Rédigez la suite de la recension consacrée à « La défaite de l'Occident », en reprenant juste après sa dernière phrase.

TEXTE FOURNI:
============
‘‘La défaite de l’Occident’’ : le fardeau de l’homme blanc était trop lourd

Il est encore trop tôt pour savoir si les guerres actuelles en Ukraine et au Proche-Orient vont marquer la chute définitive de l’Occident. Néanmoins si elles pouvaient mettre définitivement fin à la politique de la canonnière et de la spoliation, le monde ne s’en porterait que mieux.   

Dr Mounir Hanablia

La puissance d’un État  serait-elle corrélée à la structure de la famille autoritaire et égalitaire en tant que dépositaire des valeurs de la société? Selon l’auteur indubitablement. Pour lui le déclin actuel de l’Occident, en particulier les Etats Unis, est dû à sa sortie de la chrétienté, plus exactement du protestantisme, selon lui religion de l’effort et du travail où la collectivité exerce une surveillance tatillonne sur tous ses membres et dont le mariage gay et l’avènement politique de l’ambigüité du genre a consacré l’abandon. Il attribue la compétitivité asiatique au prestige dont jouissent en Asie les savants et les lettrés, dont un exemple est constitué par le confucianisme. Il aurait pu dans le même ordre d’idées attribuer la puissance indienne montante à la hiérarchisation sévère imposée par le système des castes à la société hindoue.

Parallèlement à son abandon des études scientifiques, l’élite blanche européenne entrée en récession numérique du fait de la rareté des grossesses est désormais attirée par la finance parce que les possibilités d’enrichissement y sont nettement plus importantes que dans d’autres secteurs économiques.
============
[Éléments du jeu de données]

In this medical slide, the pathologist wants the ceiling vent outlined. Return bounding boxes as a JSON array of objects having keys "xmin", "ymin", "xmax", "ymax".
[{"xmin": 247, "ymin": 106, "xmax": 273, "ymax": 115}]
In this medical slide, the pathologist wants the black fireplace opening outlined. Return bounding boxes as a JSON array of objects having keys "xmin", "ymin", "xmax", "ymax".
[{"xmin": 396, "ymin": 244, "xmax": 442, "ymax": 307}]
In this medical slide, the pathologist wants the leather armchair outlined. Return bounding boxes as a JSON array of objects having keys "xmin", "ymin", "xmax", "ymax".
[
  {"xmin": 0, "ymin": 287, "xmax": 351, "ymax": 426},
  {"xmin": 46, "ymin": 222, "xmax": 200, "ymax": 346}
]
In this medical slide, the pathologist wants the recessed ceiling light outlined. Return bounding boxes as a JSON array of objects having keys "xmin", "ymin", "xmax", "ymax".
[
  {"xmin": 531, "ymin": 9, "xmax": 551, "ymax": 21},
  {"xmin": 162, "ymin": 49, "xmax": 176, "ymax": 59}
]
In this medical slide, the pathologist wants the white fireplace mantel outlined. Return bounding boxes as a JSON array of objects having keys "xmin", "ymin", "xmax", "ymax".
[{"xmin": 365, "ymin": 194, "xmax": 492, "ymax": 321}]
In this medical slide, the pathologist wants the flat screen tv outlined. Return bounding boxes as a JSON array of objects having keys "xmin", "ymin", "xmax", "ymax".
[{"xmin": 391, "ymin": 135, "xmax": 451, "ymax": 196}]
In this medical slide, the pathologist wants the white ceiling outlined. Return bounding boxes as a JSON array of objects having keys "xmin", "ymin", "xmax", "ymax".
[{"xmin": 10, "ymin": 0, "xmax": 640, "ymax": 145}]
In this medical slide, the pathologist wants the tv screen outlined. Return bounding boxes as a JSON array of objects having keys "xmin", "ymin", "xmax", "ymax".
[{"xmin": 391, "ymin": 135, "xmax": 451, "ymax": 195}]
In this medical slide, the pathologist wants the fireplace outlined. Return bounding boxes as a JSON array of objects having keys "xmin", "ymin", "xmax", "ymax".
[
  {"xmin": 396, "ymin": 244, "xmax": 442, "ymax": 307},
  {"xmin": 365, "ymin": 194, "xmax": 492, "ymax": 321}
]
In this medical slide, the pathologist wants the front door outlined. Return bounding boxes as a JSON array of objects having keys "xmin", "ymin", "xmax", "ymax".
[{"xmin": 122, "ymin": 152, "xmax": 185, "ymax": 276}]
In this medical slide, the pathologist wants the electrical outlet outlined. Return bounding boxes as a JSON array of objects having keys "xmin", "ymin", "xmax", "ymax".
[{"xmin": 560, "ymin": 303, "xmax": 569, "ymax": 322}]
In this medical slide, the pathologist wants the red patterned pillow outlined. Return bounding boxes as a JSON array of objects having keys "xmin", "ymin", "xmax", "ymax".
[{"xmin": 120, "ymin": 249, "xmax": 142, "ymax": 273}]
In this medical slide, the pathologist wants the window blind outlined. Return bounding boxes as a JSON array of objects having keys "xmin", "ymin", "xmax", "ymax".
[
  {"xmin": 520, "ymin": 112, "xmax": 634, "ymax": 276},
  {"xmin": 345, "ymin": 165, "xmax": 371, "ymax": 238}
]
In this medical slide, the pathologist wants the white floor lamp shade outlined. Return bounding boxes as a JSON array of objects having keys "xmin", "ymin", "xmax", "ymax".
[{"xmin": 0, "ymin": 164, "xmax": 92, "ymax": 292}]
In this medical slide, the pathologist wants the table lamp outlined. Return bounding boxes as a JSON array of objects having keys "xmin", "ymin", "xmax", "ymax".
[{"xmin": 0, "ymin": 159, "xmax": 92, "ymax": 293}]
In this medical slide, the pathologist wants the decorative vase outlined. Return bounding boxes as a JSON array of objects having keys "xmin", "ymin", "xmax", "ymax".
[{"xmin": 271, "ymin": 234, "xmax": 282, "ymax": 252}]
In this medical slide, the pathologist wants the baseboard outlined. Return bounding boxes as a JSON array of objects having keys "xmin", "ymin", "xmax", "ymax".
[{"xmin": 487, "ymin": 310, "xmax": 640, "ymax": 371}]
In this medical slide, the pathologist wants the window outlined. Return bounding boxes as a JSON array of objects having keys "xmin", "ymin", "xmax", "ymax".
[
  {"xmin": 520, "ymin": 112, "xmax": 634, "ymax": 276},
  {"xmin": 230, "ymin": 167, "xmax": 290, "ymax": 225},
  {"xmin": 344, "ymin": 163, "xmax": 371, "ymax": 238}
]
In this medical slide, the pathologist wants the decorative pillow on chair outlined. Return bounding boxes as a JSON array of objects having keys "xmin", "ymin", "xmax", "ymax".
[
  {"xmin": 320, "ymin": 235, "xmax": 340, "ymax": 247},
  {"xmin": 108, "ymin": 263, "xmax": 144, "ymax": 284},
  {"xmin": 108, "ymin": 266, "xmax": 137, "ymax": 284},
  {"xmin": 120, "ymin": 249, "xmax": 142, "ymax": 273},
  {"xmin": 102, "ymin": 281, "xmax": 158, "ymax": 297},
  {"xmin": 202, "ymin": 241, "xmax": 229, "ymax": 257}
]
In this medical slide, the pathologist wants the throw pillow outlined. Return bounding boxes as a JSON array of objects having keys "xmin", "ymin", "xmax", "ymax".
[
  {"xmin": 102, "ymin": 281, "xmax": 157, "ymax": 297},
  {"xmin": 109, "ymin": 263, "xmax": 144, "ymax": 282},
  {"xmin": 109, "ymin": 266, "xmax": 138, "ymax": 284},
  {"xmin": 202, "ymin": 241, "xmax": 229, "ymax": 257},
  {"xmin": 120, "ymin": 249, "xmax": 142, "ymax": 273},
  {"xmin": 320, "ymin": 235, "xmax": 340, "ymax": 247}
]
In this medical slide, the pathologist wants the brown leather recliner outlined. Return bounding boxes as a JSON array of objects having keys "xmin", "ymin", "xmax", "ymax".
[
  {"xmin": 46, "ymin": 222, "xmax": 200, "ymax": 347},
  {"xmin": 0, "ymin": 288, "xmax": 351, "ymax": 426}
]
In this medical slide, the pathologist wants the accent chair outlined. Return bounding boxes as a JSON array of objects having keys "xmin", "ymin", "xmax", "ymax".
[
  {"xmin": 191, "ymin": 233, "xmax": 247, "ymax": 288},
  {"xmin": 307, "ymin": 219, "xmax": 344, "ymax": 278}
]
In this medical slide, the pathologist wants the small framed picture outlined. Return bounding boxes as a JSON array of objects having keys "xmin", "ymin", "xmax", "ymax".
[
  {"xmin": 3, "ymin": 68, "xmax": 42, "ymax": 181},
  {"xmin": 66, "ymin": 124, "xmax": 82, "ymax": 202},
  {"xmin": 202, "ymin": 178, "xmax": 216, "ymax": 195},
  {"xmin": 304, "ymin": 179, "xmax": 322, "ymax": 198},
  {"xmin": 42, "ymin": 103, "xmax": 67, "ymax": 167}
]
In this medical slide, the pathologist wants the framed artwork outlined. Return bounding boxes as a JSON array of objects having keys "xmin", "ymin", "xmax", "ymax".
============
RÉPONSE À L'EXERCICE:
A côté de cela, la désindustrialisation de l’Occident liée à financiarisation de l’économie de plus en plus virtuelle, à la globalisation et aux délocalisations des sociétés dans le tiers-monde selon la demande du marché mondial y a certes résolu le problème posé par le prolétariat en le supprimant. Néanmoins, les classes moyennes qui sont censées constituer le substratum de l’Etat-nation en ont également souffert et sont aspirées vers le bas de l’échelle sociale.

La conséquence de tout cela est qu’en Occident la méritocratie joue de moins en moins, les possibilités d’ascension sociale s’amenuisent concomitamment, et seule une oligarchie avide est capable de perdurer et de s’auto-répliquer.

Le résultat de ces transformations en Occident est une hausse de la mortalité infantile, une diminution de l’espérance vie, de la fécondité.

Méconnaissance des affaires du monde

Sur le plan géostratégique, autrement dit de la puissance militaire, cette situation a deux corollaires. Le premier est une incapacité occidentale de plus en plus marquée à gagner la guerre ainsi que l’ont prouvé les interventions américaines en Afghanistan et en Irak, ou les actuels conflits au Moyen-Orient, et en Ukraine. Le second est sa méconnaissance de la situation internationale, autrement dit des affaires du monde, qui l’implique dans des situations inextricables.

On pensera ce que l’on voudra de cette explication anthropo-sociologique de la puissance des nations dont le contre-exemple c’est évidemment l’islam.

Pour tout dire le protestantisme ou le judaïsme n’ont jamais fait la promotion de l’effort et du savoir plus que ne l’a fait l’islam, et la famille dans l’un ou l’autre exemple ne fonctionne pas sur un mode moins autoritaire. Il y a donc d’autres mécanismes en jeu. Dans le cas de l’Occident, c’est le capitalisme, le colonialisme, et la supériorité technologique dans l’industrie navale et l’armement, qui ont assuré sa domination sur le monde. A partir du moment où les autres sociétés se sont organisées sur un mode similaire il était inévitable que la supériorité occidentale irait en s’estompant, mis à part le fait évidemment que sa part de puissance se concentre de plus en plus dans une oligarchie dont l’avidité croit avec la richesse.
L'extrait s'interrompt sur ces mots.